→ EXERCISE DIRECTIONS
When you reach the line containing "the pink cleaning" in the data below, reproduce it and every line that follows, exactly and without additions.

→ INFORMATION
=== Begin Enclosure ===

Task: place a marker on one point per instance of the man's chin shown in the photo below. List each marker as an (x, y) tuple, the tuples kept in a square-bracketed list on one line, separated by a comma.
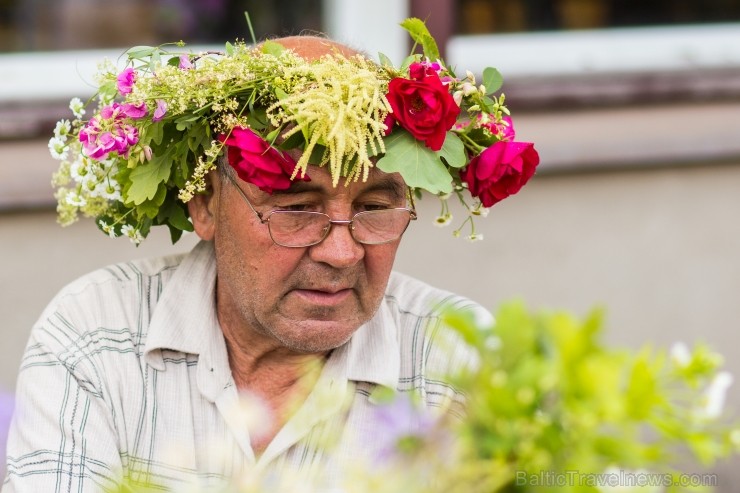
[(318, 335)]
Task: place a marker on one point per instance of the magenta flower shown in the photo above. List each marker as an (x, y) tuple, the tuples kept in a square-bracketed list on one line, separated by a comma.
[(419, 70), (500, 170), (160, 111), (402, 428), (257, 162), (134, 111), (125, 81), (185, 62), (109, 132)]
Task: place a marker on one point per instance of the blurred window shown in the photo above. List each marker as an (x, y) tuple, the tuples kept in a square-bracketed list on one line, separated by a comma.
[(490, 16), (49, 25)]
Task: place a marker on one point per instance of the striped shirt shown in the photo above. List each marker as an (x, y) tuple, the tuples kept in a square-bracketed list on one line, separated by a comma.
[(126, 375)]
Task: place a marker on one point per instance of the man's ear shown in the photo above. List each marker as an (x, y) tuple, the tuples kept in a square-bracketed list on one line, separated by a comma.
[(203, 207)]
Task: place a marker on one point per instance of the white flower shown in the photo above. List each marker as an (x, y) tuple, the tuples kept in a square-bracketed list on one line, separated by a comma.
[(78, 170), (77, 107), (62, 129), (75, 199), (680, 354), (442, 221), (714, 396), (58, 148), (107, 228), (132, 233)]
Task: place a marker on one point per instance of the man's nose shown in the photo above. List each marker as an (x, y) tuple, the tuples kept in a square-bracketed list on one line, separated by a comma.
[(339, 249)]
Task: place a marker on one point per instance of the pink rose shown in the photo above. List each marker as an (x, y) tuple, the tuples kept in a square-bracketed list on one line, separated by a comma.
[(125, 81), (500, 170), (257, 162), (109, 132), (160, 111), (134, 111), (423, 106)]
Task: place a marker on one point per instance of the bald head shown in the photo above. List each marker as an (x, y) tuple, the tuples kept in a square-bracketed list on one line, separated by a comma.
[(314, 47)]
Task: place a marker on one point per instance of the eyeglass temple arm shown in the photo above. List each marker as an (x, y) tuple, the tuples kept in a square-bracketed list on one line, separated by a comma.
[(244, 196)]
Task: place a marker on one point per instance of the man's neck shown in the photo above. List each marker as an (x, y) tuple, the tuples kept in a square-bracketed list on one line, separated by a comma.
[(281, 379)]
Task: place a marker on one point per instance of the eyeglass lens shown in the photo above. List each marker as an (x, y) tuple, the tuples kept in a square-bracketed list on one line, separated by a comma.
[(302, 228)]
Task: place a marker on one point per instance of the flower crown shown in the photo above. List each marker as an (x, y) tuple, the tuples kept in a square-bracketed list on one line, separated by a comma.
[(162, 122)]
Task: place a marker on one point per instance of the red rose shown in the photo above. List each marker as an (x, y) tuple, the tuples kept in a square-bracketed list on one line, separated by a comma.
[(424, 107), (500, 170), (257, 162)]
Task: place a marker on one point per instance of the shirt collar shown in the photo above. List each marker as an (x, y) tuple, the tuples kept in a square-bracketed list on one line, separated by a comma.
[(373, 351)]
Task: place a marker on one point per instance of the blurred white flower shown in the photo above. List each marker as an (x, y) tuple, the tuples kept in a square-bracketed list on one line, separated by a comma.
[(58, 148), (75, 199), (62, 129), (680, 354), (77, 107), (132, 233), (714, 396)]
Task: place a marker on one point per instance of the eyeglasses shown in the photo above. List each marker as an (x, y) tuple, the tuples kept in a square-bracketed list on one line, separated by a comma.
[(298, 229)]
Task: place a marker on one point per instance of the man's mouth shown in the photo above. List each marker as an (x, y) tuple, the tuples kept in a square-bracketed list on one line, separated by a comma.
[(324, 296)]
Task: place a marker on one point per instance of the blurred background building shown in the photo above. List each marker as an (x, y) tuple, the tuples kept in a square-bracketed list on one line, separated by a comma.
[(634, 107)]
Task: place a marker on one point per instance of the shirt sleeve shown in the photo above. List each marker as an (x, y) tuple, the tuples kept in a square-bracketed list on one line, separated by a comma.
[(62, 437)]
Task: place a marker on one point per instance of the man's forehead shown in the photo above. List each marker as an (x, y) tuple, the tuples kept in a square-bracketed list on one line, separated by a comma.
[(377, 181)]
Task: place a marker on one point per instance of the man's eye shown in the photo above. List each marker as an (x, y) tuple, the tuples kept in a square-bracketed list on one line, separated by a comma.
[(373, 207), (295, 207)]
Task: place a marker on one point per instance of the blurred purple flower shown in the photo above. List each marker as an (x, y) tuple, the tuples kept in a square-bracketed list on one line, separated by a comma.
[(403, 428), (125, 81), (185, 63)]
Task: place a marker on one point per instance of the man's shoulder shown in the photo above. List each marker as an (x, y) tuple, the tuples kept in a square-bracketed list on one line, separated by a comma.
[(114, 298)]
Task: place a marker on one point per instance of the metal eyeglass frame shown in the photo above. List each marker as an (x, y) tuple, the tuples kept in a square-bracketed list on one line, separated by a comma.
[(348, 222)]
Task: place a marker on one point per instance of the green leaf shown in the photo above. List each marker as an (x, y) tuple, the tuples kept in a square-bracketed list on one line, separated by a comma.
[(453, 151), (420, 34), (145, 179), (150, 208), (173, 214), (384, 60), (257, 118), (408, 61), (272, 48), (138, 52), (280, 94), (492, 79), (419, 166)]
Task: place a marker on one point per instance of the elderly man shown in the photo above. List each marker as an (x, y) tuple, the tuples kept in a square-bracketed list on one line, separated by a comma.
[(261, 351)]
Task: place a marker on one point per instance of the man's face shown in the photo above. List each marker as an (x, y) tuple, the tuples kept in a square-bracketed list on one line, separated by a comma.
[(309, 299)]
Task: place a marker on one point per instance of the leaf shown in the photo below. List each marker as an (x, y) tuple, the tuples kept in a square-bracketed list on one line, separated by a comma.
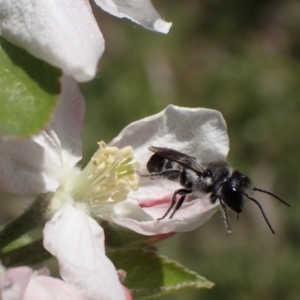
[(28, 91), (149, 274)]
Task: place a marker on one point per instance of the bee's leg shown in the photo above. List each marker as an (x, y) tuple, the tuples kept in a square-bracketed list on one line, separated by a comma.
[(225, 215), (183, 193), (179, 203)]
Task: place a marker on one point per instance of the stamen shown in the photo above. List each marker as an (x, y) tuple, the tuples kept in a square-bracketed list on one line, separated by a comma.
[(109, 176)]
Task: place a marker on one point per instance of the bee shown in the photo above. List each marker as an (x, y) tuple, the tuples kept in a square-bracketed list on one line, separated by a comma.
[(217, 178)]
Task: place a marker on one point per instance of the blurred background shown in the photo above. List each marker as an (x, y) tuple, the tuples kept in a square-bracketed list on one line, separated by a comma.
[(243, 59)]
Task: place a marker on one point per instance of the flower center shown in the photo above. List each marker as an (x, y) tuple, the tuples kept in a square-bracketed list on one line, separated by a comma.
[(109, 176)]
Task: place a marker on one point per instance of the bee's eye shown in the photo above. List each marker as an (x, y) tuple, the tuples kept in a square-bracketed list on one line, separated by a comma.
[(207, 173)]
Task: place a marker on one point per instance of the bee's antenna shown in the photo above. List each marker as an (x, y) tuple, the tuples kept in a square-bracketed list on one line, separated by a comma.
[(262, 211), (271, 194)]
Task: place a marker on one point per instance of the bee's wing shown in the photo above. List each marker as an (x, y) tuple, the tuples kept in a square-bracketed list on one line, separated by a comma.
[(179, 157)]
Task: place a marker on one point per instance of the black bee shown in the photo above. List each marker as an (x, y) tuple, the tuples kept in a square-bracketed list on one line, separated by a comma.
[(224, 184)]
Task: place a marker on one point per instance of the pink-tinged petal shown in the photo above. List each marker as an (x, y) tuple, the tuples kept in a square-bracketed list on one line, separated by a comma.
[(138, 11), (13, 283), (77, 241), (143, 220), (48, 288), (63, 33), (198, 132), (34, 165), (22, 283)]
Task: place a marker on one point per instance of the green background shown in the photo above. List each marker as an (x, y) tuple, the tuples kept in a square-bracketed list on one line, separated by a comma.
[(241, 58)]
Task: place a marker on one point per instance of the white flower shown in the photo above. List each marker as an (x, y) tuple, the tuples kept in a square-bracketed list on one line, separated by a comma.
[(197, 132), (108, 185), (22, 283), (44, 163), (65, 33)]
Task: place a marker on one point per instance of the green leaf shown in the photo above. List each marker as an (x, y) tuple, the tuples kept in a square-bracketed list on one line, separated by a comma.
[(149, 274), (28, 91)]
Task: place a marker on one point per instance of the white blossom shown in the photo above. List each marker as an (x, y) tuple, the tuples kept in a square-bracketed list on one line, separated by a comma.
[(65, 33)]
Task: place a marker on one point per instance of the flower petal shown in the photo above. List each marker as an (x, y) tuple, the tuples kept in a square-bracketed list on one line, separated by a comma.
[(190, 216), (13, 283), (22, 283), (48, 288), (63, 33), (138, 11), (77, 241), (34, 165), (198, 132)]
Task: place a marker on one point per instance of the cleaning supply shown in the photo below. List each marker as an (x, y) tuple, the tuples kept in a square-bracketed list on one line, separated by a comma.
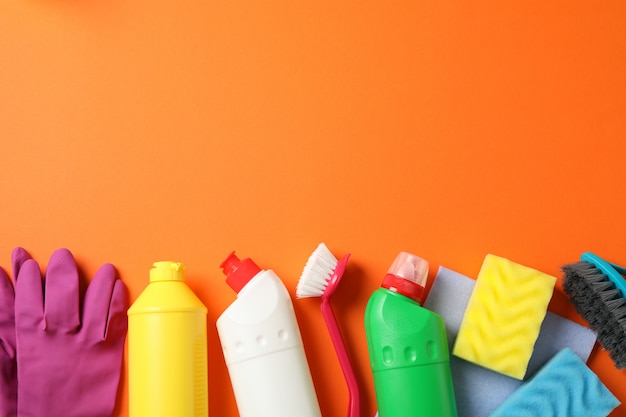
[(263, 347), (407, 346), (167, 347), (597, 290), (472, 382), (564, 387), (503, 316), (320, 278), (8, 362), (69, 353)]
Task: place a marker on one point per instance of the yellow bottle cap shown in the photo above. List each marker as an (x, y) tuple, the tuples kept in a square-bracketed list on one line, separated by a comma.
[(167, 271)]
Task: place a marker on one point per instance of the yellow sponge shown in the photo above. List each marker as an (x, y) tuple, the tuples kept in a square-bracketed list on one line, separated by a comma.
[(503, 316)]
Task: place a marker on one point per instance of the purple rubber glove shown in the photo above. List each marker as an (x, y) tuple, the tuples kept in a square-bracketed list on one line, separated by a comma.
[(69, 356), (8, 365), (8, 362)]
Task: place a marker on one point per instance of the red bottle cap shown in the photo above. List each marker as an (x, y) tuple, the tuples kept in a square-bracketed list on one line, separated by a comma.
[(407, 276), (238, 272)]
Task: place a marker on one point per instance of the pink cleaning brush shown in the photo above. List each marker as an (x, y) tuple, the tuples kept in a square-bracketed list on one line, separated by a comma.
[(320, 278)]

=== End Enclosure ===

→ YOUR SOLUTION
Task: place a marker on one point per instance of the pink cleaning brush shown in the photo above. List each marker as an (x, y) tuple, the tuples kept in a square-bracketed list on one line, separated by a comma.
[(320, 278)]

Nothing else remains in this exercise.